(EXTRAIT FOURNI):
◆ ◆ ◆
Pour plus de détails, consulter : Doutreloux, E. (2023, à paraître). Discrimination systémique à l’enseignement supérieur collégial : une grille d’analyse pour modifier les pratiques institutionnelles. Revue ERADE. Enseignement et recherche en administration de l’éducation.
En 1964, la Commission royale d’enquête sur l’enseignement publiait son rapport phare, le Rapport Parent, qui dénonçait avec véhémence les inégalités d’accès à l’enseignement supérieur au Québec. Fortement animées par les principes d’équité et de justice sociale, les recommandations de la Commission ont mené à la création des cégeps afin que toute personne désirant poursuivre des études puisse le faire, quelle que soit sa provenance (Commission royale d’enquête sur l’enseignement dans la province de Québec, 2004).
Bien que cet accès inédit à l’enseignement supérieur ait bénéficié aux femmes, aux francophones et aux personnes issues de milieux défavorisés (Eckert, 2010), plusieurs recherches montrent que les inégalités sociales d’accès à l’enseignement supérieur subsistent aujourd’hui et que les efforts déployés n’effacent pas pour autant les mécanismes de discrimination systémique qui affectent particulièrement les groupes minoritaires et marginalisés en éducation (Ratel et Pilote, 2017; Kamanzi, Goastellec et Picard, 2017).
À cet effet, les personnes allophones issues de l’immigration récente sont désavantagées par rapport à leurs concitoyennes issues des groupes majoritaires lorsqu’elles envisagent rejoindre un programme d’études préuniversitaires ou techniques au collégial puisqu’elles se trouvent à l’intersection de trois formes de catégorisation : soit être issue de l’immigration, ne pas avoir été scolarisé dans la langue de la société d’accueil, et avoir tout récemment débuté leur vie dans une nouvelle société.
◆ ◆ ◆
(MATÉRIEL FOURNI):
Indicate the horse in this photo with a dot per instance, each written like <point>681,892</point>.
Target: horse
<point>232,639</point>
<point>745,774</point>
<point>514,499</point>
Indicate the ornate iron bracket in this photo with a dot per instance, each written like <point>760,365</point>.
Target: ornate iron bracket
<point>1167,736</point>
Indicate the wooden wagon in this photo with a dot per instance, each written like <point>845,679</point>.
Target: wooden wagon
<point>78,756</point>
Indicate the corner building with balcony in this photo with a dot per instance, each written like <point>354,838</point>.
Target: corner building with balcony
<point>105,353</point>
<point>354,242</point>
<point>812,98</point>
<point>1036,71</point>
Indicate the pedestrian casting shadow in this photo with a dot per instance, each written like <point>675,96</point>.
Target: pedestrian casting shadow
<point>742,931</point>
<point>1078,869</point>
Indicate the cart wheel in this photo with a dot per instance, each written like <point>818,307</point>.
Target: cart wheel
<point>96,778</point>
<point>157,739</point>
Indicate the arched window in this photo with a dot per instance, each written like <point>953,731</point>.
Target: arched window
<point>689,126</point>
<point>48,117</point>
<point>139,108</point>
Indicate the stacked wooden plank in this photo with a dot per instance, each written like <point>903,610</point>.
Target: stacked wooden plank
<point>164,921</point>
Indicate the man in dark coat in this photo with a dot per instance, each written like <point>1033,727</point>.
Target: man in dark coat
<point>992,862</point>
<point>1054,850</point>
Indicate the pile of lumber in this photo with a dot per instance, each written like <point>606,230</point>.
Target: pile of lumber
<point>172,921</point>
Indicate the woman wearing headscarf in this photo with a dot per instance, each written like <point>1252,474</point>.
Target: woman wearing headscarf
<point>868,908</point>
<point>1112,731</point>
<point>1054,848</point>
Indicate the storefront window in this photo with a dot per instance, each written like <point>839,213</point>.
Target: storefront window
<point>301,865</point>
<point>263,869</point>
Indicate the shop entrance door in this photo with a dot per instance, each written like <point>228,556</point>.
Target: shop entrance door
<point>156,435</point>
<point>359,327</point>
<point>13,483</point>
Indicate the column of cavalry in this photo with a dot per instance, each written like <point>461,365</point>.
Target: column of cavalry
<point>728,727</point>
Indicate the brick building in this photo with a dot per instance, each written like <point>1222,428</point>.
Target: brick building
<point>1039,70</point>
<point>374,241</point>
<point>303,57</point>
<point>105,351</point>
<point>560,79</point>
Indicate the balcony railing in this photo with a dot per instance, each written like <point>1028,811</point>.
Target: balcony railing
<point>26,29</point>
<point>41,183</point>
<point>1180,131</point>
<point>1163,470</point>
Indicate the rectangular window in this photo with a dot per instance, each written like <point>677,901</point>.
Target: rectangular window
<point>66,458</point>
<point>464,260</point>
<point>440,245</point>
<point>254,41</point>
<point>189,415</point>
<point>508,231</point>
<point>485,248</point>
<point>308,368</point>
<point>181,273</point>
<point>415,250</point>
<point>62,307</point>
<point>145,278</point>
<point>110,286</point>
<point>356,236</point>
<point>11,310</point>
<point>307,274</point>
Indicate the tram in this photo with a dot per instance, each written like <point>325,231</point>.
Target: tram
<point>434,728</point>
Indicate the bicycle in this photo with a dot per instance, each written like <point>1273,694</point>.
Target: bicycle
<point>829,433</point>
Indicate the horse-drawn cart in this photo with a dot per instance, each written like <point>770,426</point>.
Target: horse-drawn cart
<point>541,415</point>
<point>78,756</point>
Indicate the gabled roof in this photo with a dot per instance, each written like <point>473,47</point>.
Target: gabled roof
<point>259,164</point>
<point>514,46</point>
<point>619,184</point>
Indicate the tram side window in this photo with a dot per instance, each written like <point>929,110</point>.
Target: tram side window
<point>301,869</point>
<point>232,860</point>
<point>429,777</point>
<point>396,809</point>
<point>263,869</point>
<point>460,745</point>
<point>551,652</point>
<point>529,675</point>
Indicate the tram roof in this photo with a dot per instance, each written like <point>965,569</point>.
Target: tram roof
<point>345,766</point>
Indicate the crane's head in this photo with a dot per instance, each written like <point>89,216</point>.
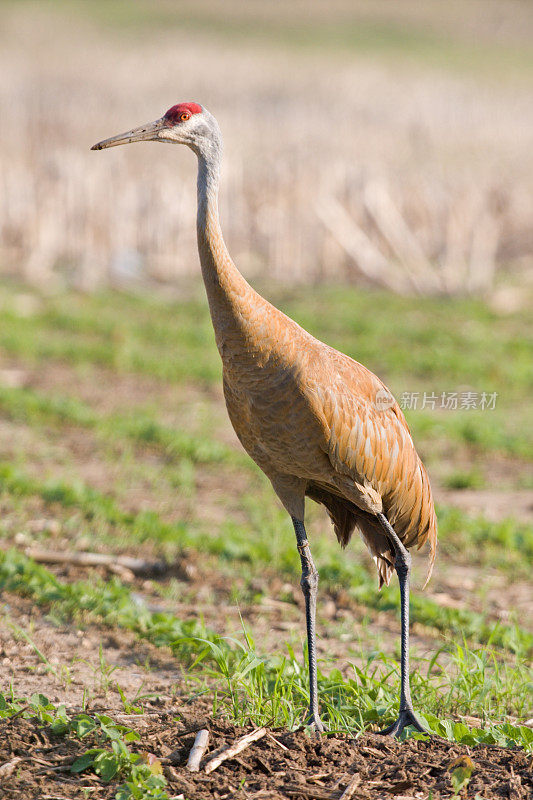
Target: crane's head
<point>184,123</point>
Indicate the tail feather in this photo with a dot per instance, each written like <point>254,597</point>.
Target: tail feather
<point>347,518</point>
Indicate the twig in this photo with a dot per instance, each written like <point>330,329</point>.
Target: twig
<point>352,786</point>
<point>137,565</point>
<point>307,791</point>
<point>197,750</point>
<point>232,750</point>
<point>276,741</point>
◆ ◆ ◆
Dressez la liste de toutes les références placées entre parenthèses dans l'extrait fourni. Indiquez pour chacune l'auteur ou les auteurs et l'année.

- Commission royale d'enquête sur l'enseignement dans la province de Québec, 2004
- Eckert, 2010
- Ratel et Pilote, 2017
- Kamanzi, Goastellec et Picard, 2017